* _What this exercise asks_:
1. Transcribe the passage about The Update Framework below, everything from "The Update Framework (TUF)" down to "target for hackers.".
2. Pick up the passage about The Update Framework below and keep writing it from its last sentence.

= The Update Framework =

Secure software update framework

The Update Framework (TUF) is a software framework designed to protect mechanisms that automatically identify and download updates to software. TUF uses a series of roles and keys to provide a means to retain security, even when some keys or servers are compromised. It does this with a stated goal of requiring minimal changes and effort from repository administrators, software developers, and end users. In this way, it protects software repositories, which are an increasingly desirable target for hackers.

A software update, sometimes referred to as a patch, can add functionalities and address flaws in existing code. Unfortunately, in delivering updates to neutralize flaws, these systems can unintentionally introduce vulnerabilities that, in turn, can be exploited by attackers.

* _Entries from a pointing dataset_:
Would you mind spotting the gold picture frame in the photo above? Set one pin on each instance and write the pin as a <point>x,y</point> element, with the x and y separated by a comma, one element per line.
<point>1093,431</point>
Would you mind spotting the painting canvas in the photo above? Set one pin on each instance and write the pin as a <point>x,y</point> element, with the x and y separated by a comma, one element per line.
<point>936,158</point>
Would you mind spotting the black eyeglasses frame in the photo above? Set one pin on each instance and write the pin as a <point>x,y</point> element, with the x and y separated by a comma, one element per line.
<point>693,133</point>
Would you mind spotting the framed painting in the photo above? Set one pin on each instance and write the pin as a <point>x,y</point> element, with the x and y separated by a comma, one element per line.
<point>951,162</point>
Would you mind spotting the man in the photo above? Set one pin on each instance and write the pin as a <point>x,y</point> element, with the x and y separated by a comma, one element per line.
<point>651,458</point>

* _Written answers_:
1.
The Update Framework (TUF) is a software framework designed to protect mechanisms that automatically identify and download updates to software. TUF uses a series of roles and keys to provide a means to retain security, even when some keys or servers are compromised. It does this with a stated goal of requiring minimal changes and effort from repository administrators, software developers, and end users. In this way, it protects software repositories, which are an increasingly desirable target for hackers.

2.
The design of TUF acknowledges that all software repositories will likely be compromised at some point, so any security strategy must be prepared for that scenario. TUF-enabled systems focus on limiting the impact of attacks and providing a mechanism for recovery. This strategy of “compromise-resilience” improves on existing methods based on keysigning by incorporating techniques, such as separation of signing duties and setting a threshold number of required signatures. Dividing the responsibility for authenticating a file or image ensures no single hacker can compromise the system. It also helps to ensure that keys used to perform a sensitive action can be stored in a secure, offline manner. Even if one party—or the repository itself—is compromised, the number of projects affected will be limited.

TUF is designed with an explicit threat model that assumes attackers may compromise software updates in specific ways. Documented attacks on software update systems can include rollback attacks, freeze attacks, mix-and-match attacks, and arbitrary software installation, among others. TUF mitigates these risks through mechanisms such as versioned metadata, expiration times, and role-based signing with threshold signatures.

To date, the list of tech companies and organizations using TUF include Foundries.io, IBM, VMware, Digital Ocean, Microsoft, Google, Amazon, Leap, Kolide, Docker, and Cloudflare.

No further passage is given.